# New to mason bees



## MDS

Don't know anything about Mason Bees but always wanted to ask. Why have mason bees?


----------



## DavesBees

Too late for this season. Here is a video on building mason bee nest blocks.






You should be able to start with no seed bees if you are near a wooded area. Here is a video with bees working.


----------



## Seattleite

Why have them? 

1) I think mason bees are fun hobby. If you are interested in bees and you like watching things grow over an entire seasonal lifecycle, then it's just plain interesting. 

2) Honeybees are in trouble, as we all know, and mason bees are excellent "backup" pollinators. They're native, they fly in colder temperatures (so they pollinate earlier than the honeybee) and they're very efficient pollinators. Boosting the native population of natural pollinators is a good thing for everybody.

3) Easy to get started. You don't have to build a house, you can just buy a kit with (dormant) bees and call it done. If you like woodworking, even better--probably half of the activity that goes into keeping mason bees is choosing house design, so you have endless variation if you want to design and build your own.

4) WAY cheaper than honeybees. You can buy a good-quality house and some starter bee cocoons next winter for less than half the cost of just a hive alone. There is no special equipment needed to manage mason bees---my entire toolkit consists of a flashlight to look at them at night, a screwdriver to scrape the tubes out in the fall, and a plastic container to keep them stored in the back of the fridge all winter. Seriously, that's it.

5) Mason bees are great in agricultural settings and also perfectly suited to small spaces and city living, so they can be enjoyed in a wide range of conditions.

6) Usually tolerated by spouses and interesting to younger kids.

If you enjoyed that "watch the caterpillar turn into a butterfly" project in third grade, mason bees are right up your alley.

###

• _WHAT TO PRODUCE_: Copy the part of the mason bee thread that starts at the words "4) WAY cheaper" and ends after "range of conditions.", changing "flashlight" to "headlamp".

• _RAW DATA_:
###

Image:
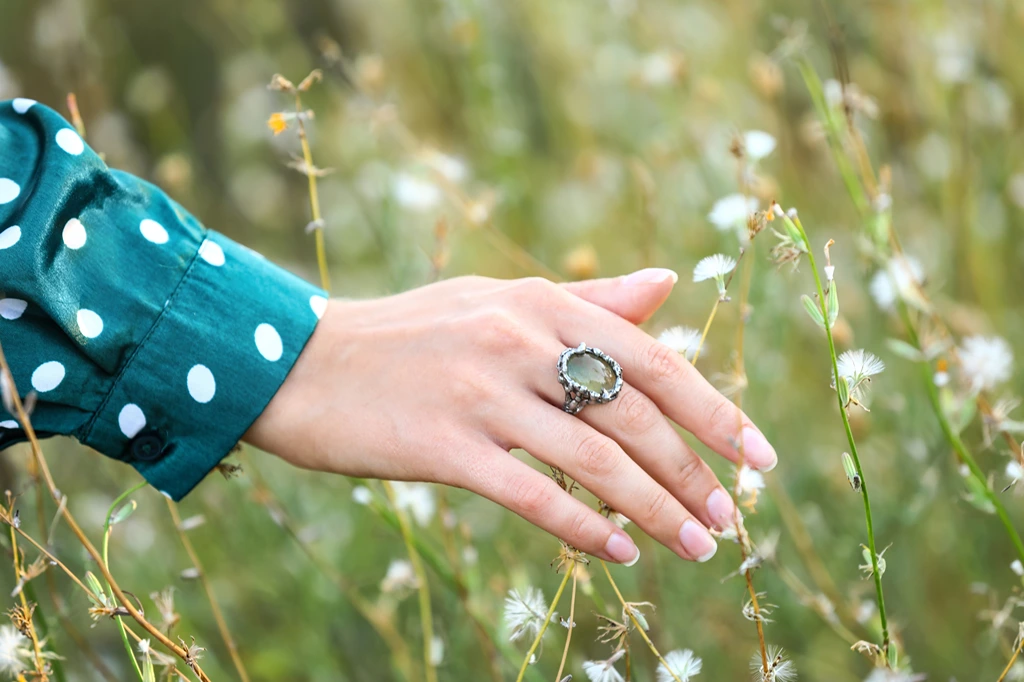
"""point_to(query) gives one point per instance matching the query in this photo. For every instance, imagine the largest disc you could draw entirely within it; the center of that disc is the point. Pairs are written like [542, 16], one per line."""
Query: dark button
[147, 446]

###

• _RESPONSE_:
4) WAY cheaper than honeybees. You can buy a good-quality house and some starter bee cocoons next winter for less than half the cost of just a hive alone. There is no special equipment needed to manage mason bees---my entire toolkit consists of a headlamp to look at them at night, a screwdriver to scrape the tubes out in the fall, and a plastic container to keep them stored in the back of the fridge all winter. Seriously, that's it.

5) Mason bees are great in agricultural settings and also perfectly suited to small spaces and city living, so they can be enjoyed in a wide range of conditions.